§ Data lines:

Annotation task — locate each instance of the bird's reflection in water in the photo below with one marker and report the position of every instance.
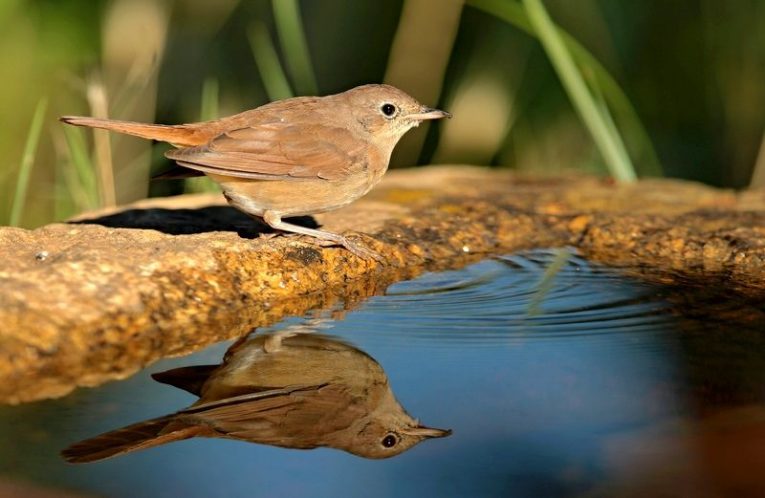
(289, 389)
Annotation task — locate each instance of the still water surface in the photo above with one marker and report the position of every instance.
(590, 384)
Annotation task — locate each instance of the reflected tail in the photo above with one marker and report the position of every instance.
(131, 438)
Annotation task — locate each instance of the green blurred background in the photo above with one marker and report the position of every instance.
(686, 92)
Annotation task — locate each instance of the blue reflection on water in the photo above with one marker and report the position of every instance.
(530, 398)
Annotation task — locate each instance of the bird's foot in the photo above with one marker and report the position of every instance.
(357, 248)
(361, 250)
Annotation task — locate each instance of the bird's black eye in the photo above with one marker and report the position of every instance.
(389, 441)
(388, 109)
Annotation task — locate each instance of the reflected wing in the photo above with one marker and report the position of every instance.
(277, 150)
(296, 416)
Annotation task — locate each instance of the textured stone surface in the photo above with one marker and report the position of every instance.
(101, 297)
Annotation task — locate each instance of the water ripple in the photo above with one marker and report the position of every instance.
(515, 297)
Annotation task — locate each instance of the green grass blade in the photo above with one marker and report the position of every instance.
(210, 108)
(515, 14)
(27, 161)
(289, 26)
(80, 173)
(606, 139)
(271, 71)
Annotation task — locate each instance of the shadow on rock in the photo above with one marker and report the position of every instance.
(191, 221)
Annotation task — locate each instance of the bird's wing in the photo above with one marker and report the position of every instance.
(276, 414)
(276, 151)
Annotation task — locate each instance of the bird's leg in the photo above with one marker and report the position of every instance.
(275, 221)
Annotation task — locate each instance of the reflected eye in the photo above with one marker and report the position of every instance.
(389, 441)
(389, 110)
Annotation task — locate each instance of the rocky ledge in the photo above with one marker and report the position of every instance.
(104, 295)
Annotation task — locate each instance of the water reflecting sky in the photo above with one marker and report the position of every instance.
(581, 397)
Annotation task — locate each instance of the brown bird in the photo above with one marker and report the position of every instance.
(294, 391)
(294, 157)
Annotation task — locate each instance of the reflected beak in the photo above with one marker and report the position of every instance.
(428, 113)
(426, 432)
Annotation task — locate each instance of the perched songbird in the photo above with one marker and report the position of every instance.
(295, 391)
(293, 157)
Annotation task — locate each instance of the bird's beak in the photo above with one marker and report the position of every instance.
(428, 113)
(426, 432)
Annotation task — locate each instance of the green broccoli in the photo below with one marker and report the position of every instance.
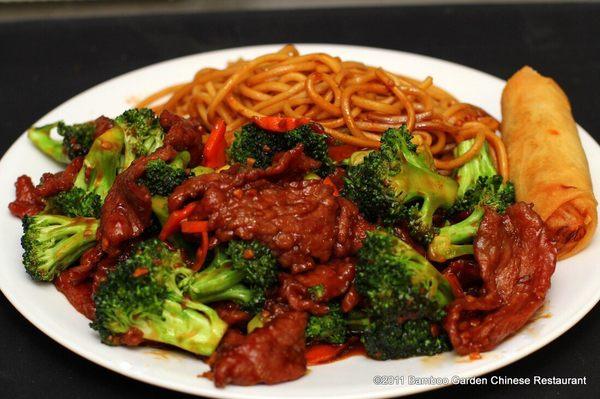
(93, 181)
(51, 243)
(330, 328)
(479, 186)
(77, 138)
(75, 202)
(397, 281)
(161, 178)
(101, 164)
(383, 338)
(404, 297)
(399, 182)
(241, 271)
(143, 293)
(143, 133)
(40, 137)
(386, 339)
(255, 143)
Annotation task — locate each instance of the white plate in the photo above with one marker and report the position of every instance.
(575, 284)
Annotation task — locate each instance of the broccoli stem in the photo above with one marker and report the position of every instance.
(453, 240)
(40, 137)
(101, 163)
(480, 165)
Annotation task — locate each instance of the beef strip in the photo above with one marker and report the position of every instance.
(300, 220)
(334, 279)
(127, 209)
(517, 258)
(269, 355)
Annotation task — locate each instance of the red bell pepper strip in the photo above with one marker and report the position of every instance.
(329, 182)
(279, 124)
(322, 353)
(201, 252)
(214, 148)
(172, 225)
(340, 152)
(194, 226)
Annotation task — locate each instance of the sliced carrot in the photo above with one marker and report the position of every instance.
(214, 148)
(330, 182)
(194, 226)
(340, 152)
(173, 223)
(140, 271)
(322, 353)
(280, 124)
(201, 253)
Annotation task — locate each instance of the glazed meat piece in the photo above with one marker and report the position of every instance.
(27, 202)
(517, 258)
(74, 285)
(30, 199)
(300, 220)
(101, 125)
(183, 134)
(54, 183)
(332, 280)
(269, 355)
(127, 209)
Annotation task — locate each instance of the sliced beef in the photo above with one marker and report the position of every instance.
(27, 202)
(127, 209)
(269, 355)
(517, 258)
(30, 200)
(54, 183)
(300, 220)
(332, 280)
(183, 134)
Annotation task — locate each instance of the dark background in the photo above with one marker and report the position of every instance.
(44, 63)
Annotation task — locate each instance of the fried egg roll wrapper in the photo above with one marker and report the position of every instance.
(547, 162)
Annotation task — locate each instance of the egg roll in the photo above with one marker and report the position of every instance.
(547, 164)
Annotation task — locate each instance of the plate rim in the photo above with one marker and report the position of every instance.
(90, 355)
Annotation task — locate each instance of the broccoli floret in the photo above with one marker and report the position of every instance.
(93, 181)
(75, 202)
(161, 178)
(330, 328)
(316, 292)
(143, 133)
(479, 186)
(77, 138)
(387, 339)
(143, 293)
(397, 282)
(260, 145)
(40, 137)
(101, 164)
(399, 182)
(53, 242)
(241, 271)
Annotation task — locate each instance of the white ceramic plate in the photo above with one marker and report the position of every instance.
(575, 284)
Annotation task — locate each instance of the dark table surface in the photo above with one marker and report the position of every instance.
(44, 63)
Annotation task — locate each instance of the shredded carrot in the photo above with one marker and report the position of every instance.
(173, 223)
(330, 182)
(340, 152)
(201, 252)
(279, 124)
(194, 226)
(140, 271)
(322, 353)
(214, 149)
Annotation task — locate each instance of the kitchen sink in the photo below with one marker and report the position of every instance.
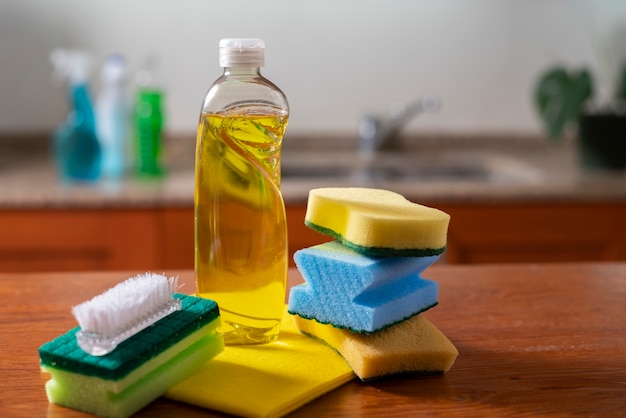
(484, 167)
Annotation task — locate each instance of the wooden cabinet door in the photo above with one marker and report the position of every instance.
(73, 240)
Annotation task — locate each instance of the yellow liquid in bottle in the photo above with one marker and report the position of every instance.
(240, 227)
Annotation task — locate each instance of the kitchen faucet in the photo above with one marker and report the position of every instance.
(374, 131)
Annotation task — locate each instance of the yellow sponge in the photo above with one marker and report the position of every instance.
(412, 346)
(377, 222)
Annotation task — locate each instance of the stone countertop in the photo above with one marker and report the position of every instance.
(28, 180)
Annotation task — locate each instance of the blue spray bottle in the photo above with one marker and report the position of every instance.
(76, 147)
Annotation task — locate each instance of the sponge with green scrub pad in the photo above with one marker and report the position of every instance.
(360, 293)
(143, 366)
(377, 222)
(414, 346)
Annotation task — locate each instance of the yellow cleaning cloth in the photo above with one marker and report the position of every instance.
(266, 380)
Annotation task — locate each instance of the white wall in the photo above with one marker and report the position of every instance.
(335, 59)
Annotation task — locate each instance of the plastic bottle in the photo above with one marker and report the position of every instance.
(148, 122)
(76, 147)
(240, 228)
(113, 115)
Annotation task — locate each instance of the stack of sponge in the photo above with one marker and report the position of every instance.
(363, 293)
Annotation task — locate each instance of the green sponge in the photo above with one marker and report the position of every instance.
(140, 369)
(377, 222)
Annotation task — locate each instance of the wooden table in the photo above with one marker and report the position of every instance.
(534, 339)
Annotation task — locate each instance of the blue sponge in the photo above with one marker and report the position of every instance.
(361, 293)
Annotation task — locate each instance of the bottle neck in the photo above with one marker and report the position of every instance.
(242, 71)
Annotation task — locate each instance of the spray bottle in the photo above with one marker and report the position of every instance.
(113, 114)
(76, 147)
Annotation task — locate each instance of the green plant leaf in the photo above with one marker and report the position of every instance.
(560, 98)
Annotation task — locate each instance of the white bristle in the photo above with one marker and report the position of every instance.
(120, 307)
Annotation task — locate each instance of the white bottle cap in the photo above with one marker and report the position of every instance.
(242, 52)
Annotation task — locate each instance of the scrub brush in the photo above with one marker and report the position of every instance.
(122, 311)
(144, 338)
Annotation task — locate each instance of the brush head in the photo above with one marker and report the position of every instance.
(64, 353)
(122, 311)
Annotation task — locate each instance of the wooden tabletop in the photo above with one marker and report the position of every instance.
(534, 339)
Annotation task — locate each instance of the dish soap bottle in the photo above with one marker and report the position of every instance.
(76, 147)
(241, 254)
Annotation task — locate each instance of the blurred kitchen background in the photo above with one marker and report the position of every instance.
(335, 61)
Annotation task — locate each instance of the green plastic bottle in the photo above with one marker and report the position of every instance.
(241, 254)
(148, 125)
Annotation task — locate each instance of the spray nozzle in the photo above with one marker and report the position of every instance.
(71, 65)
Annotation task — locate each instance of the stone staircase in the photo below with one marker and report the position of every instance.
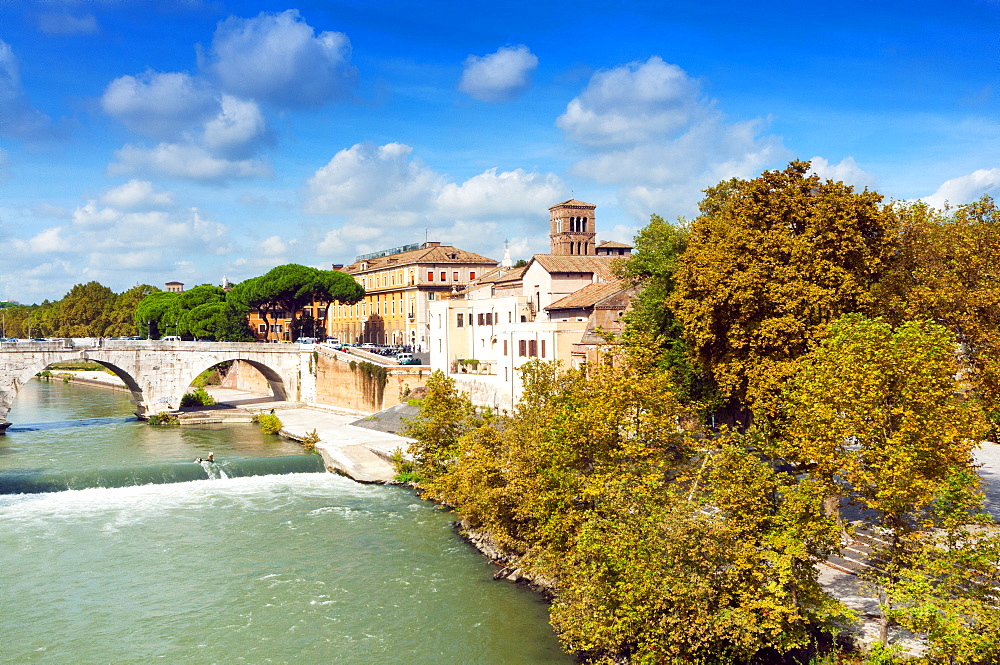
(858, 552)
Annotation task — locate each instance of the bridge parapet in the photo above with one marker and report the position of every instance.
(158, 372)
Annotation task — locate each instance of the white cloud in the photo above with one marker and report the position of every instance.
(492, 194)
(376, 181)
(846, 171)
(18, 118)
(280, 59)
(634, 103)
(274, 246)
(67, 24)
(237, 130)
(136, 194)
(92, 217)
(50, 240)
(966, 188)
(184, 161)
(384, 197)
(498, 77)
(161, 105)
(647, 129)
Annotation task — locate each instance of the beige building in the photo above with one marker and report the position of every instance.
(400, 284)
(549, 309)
--
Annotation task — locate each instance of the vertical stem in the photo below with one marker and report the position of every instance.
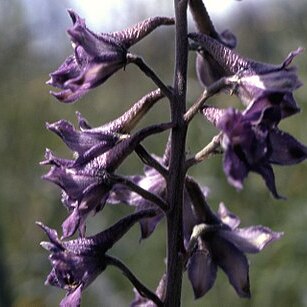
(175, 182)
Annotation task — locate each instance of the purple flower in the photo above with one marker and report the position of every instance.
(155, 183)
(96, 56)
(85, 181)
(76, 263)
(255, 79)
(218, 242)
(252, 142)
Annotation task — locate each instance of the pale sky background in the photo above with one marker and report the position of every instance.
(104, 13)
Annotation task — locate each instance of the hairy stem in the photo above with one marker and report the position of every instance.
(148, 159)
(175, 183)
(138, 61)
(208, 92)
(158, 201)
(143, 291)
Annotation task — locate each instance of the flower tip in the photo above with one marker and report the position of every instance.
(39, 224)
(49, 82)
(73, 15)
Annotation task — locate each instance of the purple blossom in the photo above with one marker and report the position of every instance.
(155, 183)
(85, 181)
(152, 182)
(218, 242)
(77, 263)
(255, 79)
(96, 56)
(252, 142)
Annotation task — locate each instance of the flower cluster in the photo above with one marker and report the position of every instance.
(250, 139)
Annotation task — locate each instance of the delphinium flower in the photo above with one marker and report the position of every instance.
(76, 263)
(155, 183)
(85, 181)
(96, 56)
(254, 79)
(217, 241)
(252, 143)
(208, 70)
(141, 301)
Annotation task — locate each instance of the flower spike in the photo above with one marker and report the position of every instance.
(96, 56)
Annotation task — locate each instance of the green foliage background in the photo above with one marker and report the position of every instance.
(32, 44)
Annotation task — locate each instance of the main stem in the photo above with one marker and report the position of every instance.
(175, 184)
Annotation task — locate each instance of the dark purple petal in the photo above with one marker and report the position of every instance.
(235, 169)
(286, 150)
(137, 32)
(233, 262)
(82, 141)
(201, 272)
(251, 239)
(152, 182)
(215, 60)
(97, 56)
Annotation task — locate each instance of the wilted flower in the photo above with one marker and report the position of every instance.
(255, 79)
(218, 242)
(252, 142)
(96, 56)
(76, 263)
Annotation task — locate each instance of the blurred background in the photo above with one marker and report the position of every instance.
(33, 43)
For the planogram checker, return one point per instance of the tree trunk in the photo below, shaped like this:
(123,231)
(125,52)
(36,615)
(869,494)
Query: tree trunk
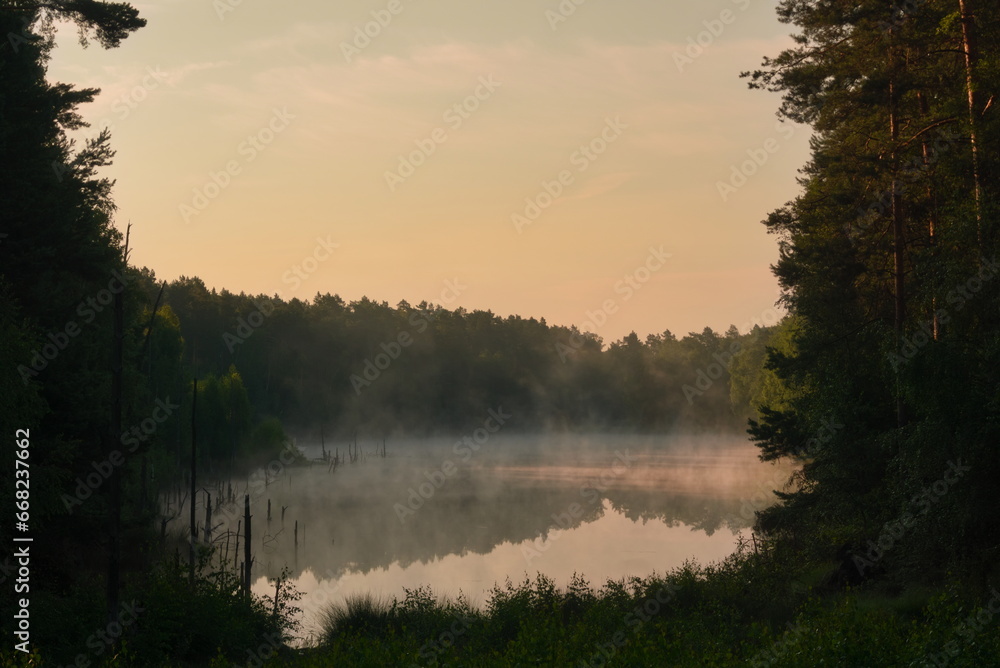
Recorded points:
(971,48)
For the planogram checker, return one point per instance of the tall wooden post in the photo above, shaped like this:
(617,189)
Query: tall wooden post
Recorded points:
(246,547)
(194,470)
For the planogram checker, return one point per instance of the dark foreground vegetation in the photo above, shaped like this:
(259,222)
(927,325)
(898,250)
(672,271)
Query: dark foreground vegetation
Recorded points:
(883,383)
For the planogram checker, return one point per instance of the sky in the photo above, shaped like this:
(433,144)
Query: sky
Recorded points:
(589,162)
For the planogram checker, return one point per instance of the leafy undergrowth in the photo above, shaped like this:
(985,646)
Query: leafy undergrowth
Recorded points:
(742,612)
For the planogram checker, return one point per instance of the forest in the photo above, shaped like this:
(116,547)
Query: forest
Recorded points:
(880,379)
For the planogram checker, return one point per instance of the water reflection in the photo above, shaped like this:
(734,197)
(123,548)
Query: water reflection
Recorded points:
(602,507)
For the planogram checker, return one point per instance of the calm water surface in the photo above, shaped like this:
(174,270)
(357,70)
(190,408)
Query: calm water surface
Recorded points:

§ Written instruction: Pull out each line of the listing above that contains the string "roll". Case must match.

§ Answer to this problem:
Annotation task — locate each instance of the fried egg roll wrapper in the photo above with one marker and report the position of every instance.
Annotation task — locate each instance of the egg roll in the photo above with one marker and report the position of every instance.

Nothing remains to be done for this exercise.